(EXERCISE REQUIREMENTS): Only the lines from the one containing "You are given a photograph. Locate the mountain" through the final line of the material below should be output, exactly as they stand.

(EXERCISE DATA):
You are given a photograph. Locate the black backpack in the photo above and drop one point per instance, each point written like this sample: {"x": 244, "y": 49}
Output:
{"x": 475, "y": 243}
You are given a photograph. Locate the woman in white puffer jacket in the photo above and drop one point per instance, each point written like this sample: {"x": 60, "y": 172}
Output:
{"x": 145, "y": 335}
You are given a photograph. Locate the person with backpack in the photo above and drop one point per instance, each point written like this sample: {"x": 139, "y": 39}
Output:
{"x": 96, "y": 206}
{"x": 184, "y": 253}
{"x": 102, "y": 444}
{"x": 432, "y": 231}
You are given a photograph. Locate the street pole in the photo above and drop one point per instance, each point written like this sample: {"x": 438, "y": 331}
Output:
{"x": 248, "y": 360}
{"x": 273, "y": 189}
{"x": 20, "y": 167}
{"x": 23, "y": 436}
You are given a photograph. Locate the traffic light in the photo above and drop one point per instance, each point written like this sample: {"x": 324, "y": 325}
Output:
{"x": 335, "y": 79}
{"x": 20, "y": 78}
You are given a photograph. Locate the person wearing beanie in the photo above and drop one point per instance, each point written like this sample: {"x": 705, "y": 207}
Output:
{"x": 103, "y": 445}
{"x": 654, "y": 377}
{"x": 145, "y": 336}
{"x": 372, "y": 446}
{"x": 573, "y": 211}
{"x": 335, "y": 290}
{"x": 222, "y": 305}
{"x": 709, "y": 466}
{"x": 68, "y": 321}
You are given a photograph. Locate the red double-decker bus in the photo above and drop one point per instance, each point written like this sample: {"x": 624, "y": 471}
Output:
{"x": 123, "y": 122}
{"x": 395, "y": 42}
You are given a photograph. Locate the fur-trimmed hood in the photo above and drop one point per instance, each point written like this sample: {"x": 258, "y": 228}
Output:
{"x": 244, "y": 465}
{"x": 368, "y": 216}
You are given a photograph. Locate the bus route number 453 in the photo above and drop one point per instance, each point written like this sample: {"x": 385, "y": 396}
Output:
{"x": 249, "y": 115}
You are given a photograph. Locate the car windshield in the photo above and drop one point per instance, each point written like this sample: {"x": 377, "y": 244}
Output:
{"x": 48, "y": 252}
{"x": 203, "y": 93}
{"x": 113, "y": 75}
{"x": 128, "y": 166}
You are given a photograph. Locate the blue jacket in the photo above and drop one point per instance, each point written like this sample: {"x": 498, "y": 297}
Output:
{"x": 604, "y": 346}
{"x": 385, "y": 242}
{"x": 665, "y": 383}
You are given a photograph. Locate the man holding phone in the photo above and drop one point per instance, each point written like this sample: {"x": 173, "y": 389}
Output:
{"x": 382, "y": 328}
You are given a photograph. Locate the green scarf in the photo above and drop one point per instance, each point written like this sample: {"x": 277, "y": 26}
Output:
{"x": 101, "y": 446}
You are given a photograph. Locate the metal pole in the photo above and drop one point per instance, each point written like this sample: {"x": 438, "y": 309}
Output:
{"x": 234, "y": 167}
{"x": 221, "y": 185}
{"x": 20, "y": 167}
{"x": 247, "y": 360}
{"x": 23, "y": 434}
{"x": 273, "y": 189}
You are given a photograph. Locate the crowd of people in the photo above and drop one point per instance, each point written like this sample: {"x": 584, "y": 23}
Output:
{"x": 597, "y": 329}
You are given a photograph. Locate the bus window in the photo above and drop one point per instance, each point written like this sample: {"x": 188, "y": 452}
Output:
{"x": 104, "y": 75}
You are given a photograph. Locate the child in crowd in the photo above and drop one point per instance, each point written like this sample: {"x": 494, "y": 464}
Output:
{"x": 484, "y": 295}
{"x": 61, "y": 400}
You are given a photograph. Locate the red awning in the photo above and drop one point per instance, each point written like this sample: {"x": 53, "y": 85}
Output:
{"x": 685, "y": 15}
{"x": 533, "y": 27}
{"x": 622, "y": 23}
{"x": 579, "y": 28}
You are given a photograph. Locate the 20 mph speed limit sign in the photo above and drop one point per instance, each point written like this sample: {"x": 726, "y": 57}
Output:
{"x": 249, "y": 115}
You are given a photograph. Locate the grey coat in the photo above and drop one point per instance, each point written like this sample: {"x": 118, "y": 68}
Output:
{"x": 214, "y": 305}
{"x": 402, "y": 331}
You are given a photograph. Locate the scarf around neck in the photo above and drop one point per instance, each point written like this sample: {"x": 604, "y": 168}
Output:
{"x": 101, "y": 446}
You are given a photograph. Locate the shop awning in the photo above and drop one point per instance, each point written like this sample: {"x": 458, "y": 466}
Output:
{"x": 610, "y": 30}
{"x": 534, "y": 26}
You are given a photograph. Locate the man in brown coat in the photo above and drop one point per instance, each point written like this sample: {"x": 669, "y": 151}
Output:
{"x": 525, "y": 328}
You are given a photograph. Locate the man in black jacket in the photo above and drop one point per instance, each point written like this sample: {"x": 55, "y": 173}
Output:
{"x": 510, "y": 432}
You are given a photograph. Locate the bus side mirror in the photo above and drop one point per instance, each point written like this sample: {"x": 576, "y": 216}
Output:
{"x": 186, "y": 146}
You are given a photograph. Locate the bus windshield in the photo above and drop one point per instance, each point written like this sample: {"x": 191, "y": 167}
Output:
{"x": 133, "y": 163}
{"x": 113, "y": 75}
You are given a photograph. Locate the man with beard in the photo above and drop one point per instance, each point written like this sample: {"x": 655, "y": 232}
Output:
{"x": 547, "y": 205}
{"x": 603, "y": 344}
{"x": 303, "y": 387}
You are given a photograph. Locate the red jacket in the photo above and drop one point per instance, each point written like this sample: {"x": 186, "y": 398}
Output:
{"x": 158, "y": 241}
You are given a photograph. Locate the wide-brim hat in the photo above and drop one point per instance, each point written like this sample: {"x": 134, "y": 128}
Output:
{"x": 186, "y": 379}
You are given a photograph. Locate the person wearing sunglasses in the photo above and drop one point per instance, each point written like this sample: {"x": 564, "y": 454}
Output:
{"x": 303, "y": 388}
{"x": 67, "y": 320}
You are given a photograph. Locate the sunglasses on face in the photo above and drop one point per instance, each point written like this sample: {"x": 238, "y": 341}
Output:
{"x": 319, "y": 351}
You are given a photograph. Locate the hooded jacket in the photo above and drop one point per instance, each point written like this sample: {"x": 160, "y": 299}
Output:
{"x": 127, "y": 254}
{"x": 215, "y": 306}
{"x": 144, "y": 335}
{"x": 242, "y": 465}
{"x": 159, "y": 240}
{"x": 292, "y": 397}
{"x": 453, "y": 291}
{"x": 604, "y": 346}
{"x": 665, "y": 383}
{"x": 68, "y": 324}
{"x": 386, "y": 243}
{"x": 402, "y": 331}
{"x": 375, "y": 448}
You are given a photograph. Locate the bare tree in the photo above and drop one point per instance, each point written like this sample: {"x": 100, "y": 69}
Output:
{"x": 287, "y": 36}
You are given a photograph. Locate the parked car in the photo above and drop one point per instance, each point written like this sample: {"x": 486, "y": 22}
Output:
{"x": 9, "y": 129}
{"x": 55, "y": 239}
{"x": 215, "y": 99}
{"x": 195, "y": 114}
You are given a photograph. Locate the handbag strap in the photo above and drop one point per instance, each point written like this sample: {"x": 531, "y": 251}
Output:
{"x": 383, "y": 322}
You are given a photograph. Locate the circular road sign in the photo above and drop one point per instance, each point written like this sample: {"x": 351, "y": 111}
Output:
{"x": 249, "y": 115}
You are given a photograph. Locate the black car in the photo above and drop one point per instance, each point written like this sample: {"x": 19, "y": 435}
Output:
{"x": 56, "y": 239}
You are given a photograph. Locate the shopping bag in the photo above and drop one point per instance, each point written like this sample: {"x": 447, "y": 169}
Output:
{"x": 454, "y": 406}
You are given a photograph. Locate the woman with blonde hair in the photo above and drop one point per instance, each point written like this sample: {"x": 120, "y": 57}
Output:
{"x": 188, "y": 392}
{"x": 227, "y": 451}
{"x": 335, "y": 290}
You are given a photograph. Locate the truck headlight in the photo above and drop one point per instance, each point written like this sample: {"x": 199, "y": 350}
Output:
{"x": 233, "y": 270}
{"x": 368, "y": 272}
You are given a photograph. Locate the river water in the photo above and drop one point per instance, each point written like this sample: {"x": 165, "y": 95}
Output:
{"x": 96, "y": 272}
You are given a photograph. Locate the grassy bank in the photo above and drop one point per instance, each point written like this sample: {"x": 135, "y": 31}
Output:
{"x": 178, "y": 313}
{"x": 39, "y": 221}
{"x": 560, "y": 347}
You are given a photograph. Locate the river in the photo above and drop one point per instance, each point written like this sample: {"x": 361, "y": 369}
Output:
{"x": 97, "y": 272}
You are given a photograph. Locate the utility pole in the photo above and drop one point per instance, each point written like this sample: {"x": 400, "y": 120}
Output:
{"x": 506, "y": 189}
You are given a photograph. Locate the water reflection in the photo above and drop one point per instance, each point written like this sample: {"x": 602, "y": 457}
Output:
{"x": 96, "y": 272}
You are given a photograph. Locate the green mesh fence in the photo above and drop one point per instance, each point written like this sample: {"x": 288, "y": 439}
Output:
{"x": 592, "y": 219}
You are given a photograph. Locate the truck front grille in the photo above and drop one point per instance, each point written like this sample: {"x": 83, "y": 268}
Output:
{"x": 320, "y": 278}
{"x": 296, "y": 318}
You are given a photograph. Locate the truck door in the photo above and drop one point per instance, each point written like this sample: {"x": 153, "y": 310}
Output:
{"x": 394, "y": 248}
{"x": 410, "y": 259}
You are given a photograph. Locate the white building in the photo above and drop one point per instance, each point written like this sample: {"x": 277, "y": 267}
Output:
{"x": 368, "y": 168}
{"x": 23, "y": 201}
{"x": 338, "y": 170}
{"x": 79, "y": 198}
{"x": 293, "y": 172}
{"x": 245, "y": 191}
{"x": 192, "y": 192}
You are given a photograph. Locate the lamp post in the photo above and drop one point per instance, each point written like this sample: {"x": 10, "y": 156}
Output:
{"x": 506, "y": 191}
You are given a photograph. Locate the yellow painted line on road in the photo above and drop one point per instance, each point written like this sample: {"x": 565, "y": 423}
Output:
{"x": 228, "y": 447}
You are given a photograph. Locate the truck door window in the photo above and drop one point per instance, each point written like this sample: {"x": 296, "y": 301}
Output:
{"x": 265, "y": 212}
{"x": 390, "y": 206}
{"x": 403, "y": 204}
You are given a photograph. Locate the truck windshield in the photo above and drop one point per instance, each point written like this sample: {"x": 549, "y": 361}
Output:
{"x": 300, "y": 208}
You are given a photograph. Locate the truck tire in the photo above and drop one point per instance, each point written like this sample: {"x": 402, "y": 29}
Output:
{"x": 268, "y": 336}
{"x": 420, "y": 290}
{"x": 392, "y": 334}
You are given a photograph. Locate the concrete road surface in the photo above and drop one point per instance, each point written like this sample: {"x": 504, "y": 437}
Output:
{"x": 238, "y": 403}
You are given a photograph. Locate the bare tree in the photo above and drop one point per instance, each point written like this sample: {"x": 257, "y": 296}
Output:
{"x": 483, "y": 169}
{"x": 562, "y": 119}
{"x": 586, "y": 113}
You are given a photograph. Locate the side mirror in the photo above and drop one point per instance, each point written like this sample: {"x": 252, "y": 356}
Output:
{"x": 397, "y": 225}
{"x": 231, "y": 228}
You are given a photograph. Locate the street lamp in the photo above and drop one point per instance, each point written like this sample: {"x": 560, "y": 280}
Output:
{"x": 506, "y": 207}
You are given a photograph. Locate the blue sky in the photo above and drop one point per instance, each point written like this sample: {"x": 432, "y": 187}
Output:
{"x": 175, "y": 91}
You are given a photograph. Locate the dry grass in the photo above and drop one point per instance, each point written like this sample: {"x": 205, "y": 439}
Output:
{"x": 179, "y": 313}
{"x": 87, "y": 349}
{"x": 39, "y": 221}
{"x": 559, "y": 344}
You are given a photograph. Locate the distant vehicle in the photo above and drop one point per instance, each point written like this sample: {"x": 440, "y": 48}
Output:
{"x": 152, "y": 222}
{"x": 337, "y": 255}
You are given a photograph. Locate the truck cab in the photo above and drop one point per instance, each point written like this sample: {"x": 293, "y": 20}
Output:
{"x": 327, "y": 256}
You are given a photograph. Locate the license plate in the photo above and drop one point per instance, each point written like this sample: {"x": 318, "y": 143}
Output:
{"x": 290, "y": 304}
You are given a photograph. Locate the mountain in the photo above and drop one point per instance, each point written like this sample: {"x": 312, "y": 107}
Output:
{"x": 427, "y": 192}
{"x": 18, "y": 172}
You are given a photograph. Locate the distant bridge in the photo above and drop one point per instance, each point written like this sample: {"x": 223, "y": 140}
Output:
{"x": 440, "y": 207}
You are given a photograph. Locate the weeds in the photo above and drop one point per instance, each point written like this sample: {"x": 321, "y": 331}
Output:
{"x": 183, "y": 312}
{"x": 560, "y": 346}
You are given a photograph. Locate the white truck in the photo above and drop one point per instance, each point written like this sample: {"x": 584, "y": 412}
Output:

(WRITTEN ANSWER):
You are given a photograph. Locate the mountain in the photo above and drop one point per instance, each point written like this sample: {"x": 312, "y": 107}
Output:
{"x": 427, "y": 192}
{"x": 18, "y": 172}
You are given a photograph. Locate the distant bridge in the photo above and drop one point per instance, each point written like this sample: {"x": 223, "y": 140}
Output:
{"x": 440, "y": 207}
You are given a photograph. Locate the weeds in the photo above and drop one point per instance, each point written like this sample: {"x": 321, "y": 331}
Output:
{"x": 183, "y": 312}
{"x": 560, "y": 346}
You are given a photograph. Locate the white truck in the photo above and drop one point per instance, each point written like this sample: {"x": 584, "y": 412}
Output:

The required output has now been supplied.